┌────────

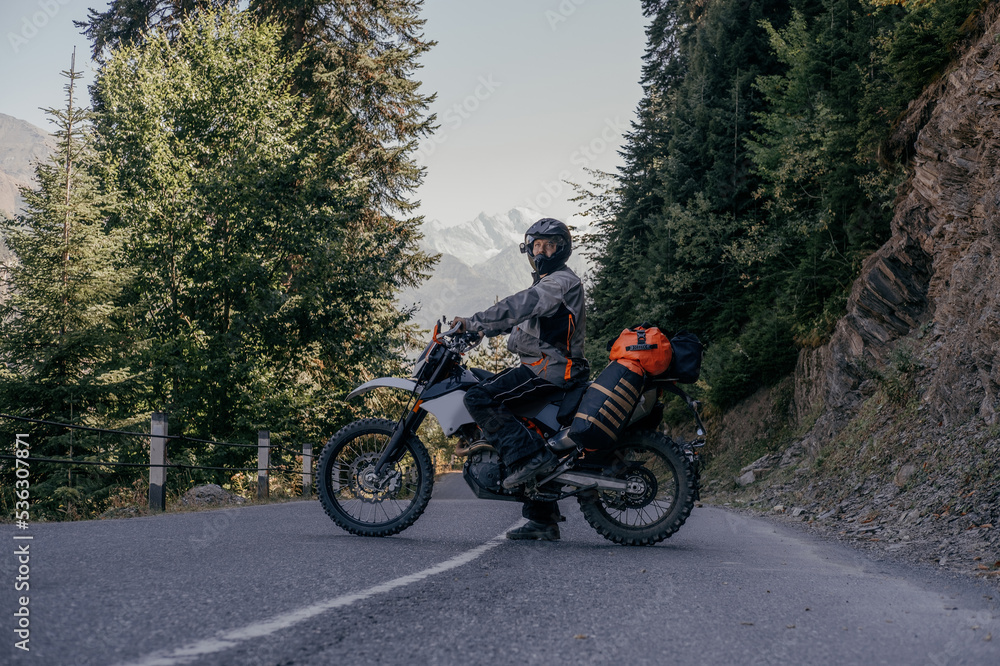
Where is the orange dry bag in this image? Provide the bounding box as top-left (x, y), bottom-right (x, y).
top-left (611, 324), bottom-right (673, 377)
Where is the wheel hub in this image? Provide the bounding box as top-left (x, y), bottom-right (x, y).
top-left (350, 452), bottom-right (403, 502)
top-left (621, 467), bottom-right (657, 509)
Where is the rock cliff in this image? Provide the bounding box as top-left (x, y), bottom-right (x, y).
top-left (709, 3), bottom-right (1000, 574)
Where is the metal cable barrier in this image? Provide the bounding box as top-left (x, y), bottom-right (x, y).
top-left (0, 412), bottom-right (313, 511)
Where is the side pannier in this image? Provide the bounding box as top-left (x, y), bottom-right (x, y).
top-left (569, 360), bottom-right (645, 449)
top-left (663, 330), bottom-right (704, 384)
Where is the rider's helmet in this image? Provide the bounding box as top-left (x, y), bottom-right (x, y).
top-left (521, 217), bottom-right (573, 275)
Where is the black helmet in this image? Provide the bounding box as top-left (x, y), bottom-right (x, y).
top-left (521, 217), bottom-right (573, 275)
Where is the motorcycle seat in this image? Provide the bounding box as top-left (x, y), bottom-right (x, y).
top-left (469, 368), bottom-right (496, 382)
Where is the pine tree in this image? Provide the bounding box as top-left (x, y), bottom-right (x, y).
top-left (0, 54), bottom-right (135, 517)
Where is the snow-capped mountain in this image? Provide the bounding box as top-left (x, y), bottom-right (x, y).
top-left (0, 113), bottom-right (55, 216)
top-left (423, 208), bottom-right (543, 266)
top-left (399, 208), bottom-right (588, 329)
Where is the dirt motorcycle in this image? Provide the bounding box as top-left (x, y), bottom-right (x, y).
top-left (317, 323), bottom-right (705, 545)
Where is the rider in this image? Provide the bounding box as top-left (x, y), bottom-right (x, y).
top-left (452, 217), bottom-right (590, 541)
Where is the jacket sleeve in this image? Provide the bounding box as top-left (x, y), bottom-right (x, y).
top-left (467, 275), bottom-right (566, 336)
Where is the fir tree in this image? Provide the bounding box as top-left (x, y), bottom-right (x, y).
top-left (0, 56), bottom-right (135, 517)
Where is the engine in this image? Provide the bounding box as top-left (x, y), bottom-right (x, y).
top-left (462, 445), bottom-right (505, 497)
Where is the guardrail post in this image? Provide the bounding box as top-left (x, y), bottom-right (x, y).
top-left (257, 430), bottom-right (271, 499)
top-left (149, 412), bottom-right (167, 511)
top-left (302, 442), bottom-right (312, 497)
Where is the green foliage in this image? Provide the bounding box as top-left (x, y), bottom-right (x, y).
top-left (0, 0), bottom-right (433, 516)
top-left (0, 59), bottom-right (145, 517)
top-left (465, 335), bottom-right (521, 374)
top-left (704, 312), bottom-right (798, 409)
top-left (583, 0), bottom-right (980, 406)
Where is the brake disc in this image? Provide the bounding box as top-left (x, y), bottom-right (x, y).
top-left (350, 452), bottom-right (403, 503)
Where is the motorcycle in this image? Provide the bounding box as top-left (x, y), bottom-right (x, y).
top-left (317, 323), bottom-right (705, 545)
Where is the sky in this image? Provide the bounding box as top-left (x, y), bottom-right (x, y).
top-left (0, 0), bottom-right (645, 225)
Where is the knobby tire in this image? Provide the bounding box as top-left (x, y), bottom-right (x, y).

└────────

● **Do this**: Rewrite all of the lines above, changing every "bounding box" to "enclosing box" and keeping everything else the same. Omit the pictures from your answer.

● **Written solution**:
Where is the orange dry bag in this image? Provide the enclosing box as top-left (x, y), bottom-right (x, y).
top-left (611, 324), bottom-right (673, 377)
Where is the wheel hub in this image? Provide the enclosing box as top-left (x, y), bottom-right (x, y).
top-left (350, 452), bottom-right (403, 502)
top-left (621, 467), bottom-right (657, 509)
Where is the rock cliff in this image? Provide the enclosing box as top-left (x, y), bottom-right (x, y).
top-left (709, 3), bottom-right (1000, 574)
Where is the metal cable barrier in this image? Provide the enclosing box as top-left (x, y), bottom-right (x, y).
top-left (0, 412), bottom-right (313, 511)
Where is the side pannier in this image? Provide the enclosing box as top-left (x, y), bottom-right (x, y).
top-left (569, 360), bottom-right (645, 449)
top-left (663, 330), bottom-right (704, 384)
Where is the rider's helmet in this image? Provide the enclosing box as top-left (x, y), bottom-right (x, y).
top-left (521, 217), bottom-right (573, 275)
Where is the black helmet in this image? Provide the enclosing box as top-left (x, y), bottom-right (x, y).
top-left (521, 217), bottom-right (573, 275)
Where is the motorcycle seat in this image? Provide the enclosing box as top-left (x, y), bottom-right (x, y).
top-left (469, 368), bottom-right (496, 382)
Where is the pine tree in this image? Provide the enclosing box as top-left (x, y), bottom-right (x, y).
top-left (0, 54), bottom-right (135, 517)
Where is the snow-capped mountain in this image? Provide the enclosing box as top-left (x, y), bottom-right (x, y).
top-left (0, 113), bottom-right (55, 216)
top-left (423, 208), bottom-right (543, 266)
top-left (399, 208), bottom-right (588, 329)
Where is the dirt motorcycle in this image? Provide the enclosing box as top-left (x, y), bottom-right (x, y).
top-left (317, 323), bottom-right (705, 545)
Where is the rider in this image? Provide the enclosing box as top-left (x, y), bottom-right (x, y).
top-left (452, 217), bottom-right (590, 541)
Where is the jacket sleeve in this image? Provide the enclosing box as top-left (x, y), bottom-right (x, y).
top-left (467, 275), bottom-right (566, 336)
Where is the fir tree in this image? Provide the enclosing box as top-left (x, y), bottom-right (x, y).
top-left (0, 56), bottom-right (135, 517)
Where is the engine in this image? Provide the enclosing box as top-left (x, y), bottom-right (x, y).
top-left (462, 445), bottom-right (505, 497)
Where is the guardrail post in this image? Provide the enclosing box as top-left (x, y), bottom-right (x, y).
top-left (257, 430), bottom-right (271, 499)
top-left (149, 412), bottom-right (167, 511)
top-left (302, 442), bottom-right (312, 497)
Where is the green foliage in this image? Provide the enclosing box as top-left (x, y), bottom-right (x, y).
top-left (0, 0), bottom-right (433, 516)
top-left (0, 59), bottom-right (145, 517)
top-left (465, 335), bottom-right (521, 374)
top-left (704, 312), bottom-right (798, 409)
top-left (583, 0), bottom-right (980, 406)
Where is the brake disc in this image? Provide the enclosing box as top-left (x, y), bottom-right (x, y).
top-left (350, 452), bottom-right (403, 503)
Where is the motorcycle in this image? Provide the enclosing box as top-left (x, y), bottom-right (x, y).
top-left (317, 323), bottom-right (705, 545)
Where is the sky in this image? Provide the enclosing box as top-left (x, y), bottom-right (x, y).
top-left (0, 0), bottom-right (645, 225)
Where is the knobby tire in this image? Provide the enclosing box as top-left (x, y), bottom-right (x, y).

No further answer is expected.